■ **Instructions for the task**
Please give back only the lines below from the one containing "Target: car license plate" to the one containing "Spot the branch", each repeated word for word, both ends included.

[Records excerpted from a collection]

= = = = = = =

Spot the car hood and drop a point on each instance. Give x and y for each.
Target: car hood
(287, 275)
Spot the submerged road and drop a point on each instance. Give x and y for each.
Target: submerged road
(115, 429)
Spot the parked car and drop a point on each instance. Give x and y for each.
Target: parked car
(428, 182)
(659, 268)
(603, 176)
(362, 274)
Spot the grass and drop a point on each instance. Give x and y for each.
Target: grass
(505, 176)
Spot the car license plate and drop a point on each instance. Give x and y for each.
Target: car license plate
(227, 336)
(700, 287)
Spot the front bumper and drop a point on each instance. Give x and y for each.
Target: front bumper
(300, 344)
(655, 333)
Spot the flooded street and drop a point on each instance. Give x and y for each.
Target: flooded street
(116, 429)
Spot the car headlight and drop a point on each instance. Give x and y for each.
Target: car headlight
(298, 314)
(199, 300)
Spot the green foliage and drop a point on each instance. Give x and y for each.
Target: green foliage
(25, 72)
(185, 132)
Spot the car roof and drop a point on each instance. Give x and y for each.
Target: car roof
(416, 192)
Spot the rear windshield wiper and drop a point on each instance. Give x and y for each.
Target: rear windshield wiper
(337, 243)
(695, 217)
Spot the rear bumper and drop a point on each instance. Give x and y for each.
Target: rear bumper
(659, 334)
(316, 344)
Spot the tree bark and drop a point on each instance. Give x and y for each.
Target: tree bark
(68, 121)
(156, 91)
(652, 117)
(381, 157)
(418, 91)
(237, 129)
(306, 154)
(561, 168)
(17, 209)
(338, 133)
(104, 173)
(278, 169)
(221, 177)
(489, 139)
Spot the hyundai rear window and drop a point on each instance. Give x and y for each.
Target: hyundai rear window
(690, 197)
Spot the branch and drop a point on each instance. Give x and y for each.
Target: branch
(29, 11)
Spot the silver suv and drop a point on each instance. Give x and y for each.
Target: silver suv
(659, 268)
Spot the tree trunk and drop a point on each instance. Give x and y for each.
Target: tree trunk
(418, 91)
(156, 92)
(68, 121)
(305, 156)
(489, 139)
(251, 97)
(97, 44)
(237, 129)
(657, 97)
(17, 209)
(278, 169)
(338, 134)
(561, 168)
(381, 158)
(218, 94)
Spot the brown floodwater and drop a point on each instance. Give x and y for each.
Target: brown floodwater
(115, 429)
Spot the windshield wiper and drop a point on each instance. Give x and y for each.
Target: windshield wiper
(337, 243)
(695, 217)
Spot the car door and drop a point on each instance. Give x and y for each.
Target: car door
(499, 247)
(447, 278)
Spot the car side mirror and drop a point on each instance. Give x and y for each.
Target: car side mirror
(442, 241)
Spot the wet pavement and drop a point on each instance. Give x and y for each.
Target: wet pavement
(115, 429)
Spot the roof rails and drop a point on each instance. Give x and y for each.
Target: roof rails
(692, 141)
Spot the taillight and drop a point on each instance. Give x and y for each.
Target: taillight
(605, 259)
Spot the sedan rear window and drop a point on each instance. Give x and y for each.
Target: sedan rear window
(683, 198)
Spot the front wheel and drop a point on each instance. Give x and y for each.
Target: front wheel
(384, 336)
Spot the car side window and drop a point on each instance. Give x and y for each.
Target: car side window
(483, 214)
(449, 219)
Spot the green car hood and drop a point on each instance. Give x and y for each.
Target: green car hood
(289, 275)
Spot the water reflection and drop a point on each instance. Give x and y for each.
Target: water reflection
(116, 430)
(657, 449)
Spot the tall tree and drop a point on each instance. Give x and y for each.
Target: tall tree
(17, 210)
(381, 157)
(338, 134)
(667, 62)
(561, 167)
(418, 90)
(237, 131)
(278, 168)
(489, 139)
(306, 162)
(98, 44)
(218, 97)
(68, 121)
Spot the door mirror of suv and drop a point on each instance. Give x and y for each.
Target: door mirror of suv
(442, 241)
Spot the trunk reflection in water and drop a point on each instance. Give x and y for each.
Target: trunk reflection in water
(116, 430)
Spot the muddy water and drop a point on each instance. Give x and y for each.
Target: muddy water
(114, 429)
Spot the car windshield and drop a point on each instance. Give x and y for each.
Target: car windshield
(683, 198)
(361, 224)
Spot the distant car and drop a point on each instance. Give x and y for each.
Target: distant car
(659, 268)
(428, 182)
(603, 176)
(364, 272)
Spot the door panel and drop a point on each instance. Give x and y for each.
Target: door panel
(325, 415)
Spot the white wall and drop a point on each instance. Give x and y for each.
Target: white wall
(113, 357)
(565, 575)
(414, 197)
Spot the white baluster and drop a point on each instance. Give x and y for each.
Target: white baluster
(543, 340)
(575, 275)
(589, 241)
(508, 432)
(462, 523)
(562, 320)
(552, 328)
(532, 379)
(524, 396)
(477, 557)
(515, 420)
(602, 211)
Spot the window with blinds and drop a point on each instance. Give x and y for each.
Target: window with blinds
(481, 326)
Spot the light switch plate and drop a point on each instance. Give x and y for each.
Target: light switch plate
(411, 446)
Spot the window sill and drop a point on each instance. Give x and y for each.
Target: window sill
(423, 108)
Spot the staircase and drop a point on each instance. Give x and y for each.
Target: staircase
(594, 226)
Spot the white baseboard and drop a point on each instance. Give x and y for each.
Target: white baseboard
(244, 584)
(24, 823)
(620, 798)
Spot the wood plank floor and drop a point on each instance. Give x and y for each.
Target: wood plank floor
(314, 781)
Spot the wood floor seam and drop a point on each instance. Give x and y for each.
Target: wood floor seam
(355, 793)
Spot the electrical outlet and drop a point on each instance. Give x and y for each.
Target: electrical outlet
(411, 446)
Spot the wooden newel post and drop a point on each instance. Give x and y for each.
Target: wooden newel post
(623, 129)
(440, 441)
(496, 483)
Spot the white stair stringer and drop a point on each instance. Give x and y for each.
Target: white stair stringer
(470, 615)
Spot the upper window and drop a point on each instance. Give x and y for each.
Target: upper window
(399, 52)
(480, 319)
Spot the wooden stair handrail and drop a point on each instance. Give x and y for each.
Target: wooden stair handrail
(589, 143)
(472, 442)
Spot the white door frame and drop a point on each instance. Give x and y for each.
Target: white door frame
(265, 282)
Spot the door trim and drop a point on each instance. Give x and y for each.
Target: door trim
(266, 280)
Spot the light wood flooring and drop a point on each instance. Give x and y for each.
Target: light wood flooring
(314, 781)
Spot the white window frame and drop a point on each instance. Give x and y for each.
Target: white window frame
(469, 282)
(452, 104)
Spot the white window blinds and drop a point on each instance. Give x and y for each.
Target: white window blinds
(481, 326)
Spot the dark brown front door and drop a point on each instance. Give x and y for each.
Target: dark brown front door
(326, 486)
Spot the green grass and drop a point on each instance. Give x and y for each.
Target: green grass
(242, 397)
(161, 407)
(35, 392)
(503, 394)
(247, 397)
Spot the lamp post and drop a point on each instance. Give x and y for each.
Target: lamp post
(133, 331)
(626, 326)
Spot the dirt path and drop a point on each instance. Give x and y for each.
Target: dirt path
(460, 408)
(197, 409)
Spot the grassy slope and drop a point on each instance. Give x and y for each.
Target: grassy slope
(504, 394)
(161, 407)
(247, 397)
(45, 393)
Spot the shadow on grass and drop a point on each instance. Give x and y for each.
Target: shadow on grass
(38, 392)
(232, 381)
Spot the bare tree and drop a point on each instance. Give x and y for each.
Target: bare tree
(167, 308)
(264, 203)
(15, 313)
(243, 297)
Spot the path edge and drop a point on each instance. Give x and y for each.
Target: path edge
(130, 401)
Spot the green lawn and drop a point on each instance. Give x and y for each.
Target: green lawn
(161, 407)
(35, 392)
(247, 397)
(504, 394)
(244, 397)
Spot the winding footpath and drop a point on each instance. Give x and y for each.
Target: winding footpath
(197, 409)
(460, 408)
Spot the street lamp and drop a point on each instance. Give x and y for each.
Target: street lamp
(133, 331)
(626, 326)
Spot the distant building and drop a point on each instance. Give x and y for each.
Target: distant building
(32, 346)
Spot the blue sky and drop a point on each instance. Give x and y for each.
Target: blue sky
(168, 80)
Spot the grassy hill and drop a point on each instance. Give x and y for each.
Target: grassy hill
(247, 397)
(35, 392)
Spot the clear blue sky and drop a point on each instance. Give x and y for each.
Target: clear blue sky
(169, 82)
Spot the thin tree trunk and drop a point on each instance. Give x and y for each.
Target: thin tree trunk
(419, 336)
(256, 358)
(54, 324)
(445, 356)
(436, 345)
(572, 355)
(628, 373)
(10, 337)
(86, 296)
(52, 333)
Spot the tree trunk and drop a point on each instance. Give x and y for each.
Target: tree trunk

= = = = = = =

■ **Answer to the problem**
Target: car license plate
(227, 336)
(700, 287)
Spot the front bumper and drop a point on each instance. Give x and y for each.
Target: front bumper
(300, 344)
(655, 333)
Spot the flooded street and drop a point on each instance. Give x and y for each.
Target: flooded street
(116, 429)
Spot the car headlight and drop a point on each instance. Give x and y for each.
Target: car headlight
(298, 314)
(199, 300)
Spot the green foliage and drop a point on each instance. Give x and y for each.
Target: green foliage
(25, 72)
(185, 132)
Spot the car roof and drop a point on each instance. Give x and y for each.
Target: car roof
(416, 192)
Spot the rear windshield wiper and drop a point on each instance. Give x and y for each.
Target: rear windshield wiper
(337, 243)
(695, 217)
Spot the rear bumper and drop a point on each instance. Give x and y for each.
Target: rear bumper
(659, 334)
(316, 344)
Spot the tree bark and drop a point on each instance. Give x and y for each.
Target: tree bark
(68, 121)
(156, 91)
(652, 117)
(381, 157)
(418, 91)
(237, 129)
(306, 154)
(561, 168)
(17, 209)
(338, 133)
(104, 173)
(278, 169)
(221, 177)
(489, 139)
Spot the hyundai rear window and drop a point on each instance. Give x and y for each.
Target: hyundai rear window
(690, 197)
Spot the branch and drop a point on each instance. Give x and y for each.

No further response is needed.